Written request.
Reproduce every item below, substituting "outline" for each occurrence of "box" and leaving all other text unchanged. Omit the pictures from your response.

Provided records.

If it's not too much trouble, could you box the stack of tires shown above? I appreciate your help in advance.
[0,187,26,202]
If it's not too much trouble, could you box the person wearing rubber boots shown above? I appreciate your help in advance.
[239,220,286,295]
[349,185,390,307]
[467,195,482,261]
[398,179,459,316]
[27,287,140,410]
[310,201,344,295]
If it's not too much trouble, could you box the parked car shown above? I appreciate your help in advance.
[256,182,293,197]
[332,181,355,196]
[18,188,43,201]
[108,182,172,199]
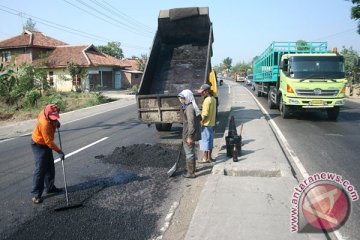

The output.
If it's not too much trouble, could you outline the stack of tires shown above? I appreciate your help in advance.
[0,187,26,202]
If it's not too much trouble, could you outline the person wearing rubber boots shown above? I appreciate your help in advance.
[239,220,286,295]
[349,185,390,307]
[467,195,482,261]
[398,179,459,316]
[27,287,140,410]
[310,201,344,295]
If it's not too much trouble, could you outline the parked car shown above? I appreciate your help in advance.
[256,182,293,197]
[332,181,355,196]
[18,188,43,201]
[108,182,172,199]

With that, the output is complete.